(Text)
————————

Update: Go to this year's survey
As promised, and without further todo, here are the full results of the survey that Eagle Genomics ran prior to our 1st Annual Symposium on 5th April 2011 at Babraham, on the subject of "Provisioning Bioinformatics for the Next Decade: Are we prepared?".
Let's go through the questions one by one to see how the responses panned out. There were 118 respondents in total.
No surprises there - the majority of respondents were academics and non-profits. This may have skewed some of the subsequent responses, but when we broke down by academic vs. commercial we in fact found very little difference in responses, except in one area which we have detailed below.
Why were most of the respondents academics? Could have been because we heavily promoted this to the London BioGeeks network, whilst commercial outfits are generally more reticent in offering their opinion.
Given that the majority of respondents were academic, you would expect to see a greater number of bioinformaticians in the organisation (light blue = >10). However, those organisations relying on only one bioinformatician were only about a quarter - most either had none, or at least 5. Do bioinformaticians only do things by extremes?
Good to see that the majority of respondents were experienced bioinformaticians with at least 5 years experience, many with 10 or more. This suggests that the responses are based on real experience of the real world as opposed to a perception of it.
Most respondents were sole operators, not surprising if tallied with the earlier response that most of them had no dedicated bioinformaticians in their organisation - this suggests that most of the respondents were postdocs or similar having had bioinformatics tasks delegated to them in addition to their normal duties. Of those that do manage people, most only had 2-4 people under them, suggestive of small academic groups rather than larger commercial hierarchies.
What's hot and what's not? Gene expression, genomic variation, and other genomics activities are the current area of focus. In future there may be a shift towards proteomics, metagenomics, systems biology and pathways. Metabolomics is not a popular field and comparative genomics appears to be in decline even though it is currently very popular.
People are currently most concerned about integrating disparate data sources, followed by genome assembly, resequencing, RNA-seq and comparative genomics. Microarrays are already on their way out and future use of related technologies, including proteomics and mass spec, is looking to be heading for a serious decline.
This one question is the only area where academic/non-profit and commercial respondents significantly differed. Overall, in-house computing, development, analysis are the status quo. Open-source software is wildly popular with not many people seeing any increase in the use of commercial solutions. All this looks like it is unlikely to change, with the exception of cloud computing. Almost a third of respondents said they would be using cloud computing in future - a big leap in terms of potential market share for cloud computing vendors?

————————

(Dataset extract)
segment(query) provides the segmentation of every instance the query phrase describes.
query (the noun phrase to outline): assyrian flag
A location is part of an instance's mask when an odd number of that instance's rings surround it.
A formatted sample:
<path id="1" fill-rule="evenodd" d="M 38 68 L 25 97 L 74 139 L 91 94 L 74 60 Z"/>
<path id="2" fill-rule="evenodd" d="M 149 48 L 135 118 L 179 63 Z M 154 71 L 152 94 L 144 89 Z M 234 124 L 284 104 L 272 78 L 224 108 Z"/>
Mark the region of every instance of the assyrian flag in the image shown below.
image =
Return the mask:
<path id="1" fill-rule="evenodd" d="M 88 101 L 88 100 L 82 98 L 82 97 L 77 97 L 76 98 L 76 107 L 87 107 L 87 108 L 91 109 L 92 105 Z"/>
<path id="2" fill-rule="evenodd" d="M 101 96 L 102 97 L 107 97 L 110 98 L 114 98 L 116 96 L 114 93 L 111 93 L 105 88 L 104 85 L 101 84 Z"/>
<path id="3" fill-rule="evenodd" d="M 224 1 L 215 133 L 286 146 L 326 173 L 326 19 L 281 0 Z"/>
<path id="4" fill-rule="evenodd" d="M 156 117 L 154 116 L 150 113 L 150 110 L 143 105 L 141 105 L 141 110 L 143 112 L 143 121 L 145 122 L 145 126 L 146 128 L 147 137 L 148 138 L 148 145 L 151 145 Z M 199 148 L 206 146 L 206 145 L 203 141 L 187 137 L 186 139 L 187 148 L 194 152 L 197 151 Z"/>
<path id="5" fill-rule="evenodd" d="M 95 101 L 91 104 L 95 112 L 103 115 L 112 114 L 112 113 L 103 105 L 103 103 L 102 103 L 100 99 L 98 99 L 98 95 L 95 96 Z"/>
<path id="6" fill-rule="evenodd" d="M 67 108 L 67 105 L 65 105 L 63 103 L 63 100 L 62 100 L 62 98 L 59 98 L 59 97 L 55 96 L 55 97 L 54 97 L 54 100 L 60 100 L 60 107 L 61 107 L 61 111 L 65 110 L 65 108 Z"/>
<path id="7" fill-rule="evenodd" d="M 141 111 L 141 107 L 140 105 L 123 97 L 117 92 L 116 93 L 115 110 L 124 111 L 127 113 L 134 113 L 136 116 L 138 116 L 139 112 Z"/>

————————

(Problems and tasks)
(1) In the survey results post, how many people responded to the survey in total?
(2) Write the next part of the survey results post, picking up after its last sentence.
The records are separate material and have nothing to do with the survey results post.

(Expected responses)
(1) 118 people responded.

(2)
When it came to academics vs. commercial respondents, the attitudes show a small but appreciable increase in outsourcing in the commercial sector, and a much bigger usage of commercial software solutions amongst the same people.
Well, surprise surprise, everyone owns a big cluster and lots of servers! Although interestingly a quarter of respondents say they do their bioinformatics on their desktop PCs. Are PCs more powerful than before, or are datasets getting smaller and more manageable? Only a tiny proportion presently run their analyses on the cloud.
[Apologies for the missing purple legend, this should say 'On the cloud']
Of all the positive terms given as options, not even close to a majority considered open-source bioinformatics tools to be worthy of any of these accolades. In fact, the majority were ambivalent - suggestive of an audience who realise that the tools are not great but still have the technical skills to overcome those shortcomings. The worst score of all went to ease of integration where most people believe open-source bioinformatics tools are hard to integrate with each other. This is true - think of the hundreds of poorly documented formats and data IO methods there are out there. Maybe some serious thought should be put into making tools work with each other nicely (is that why there are so many workflow tools on the market?).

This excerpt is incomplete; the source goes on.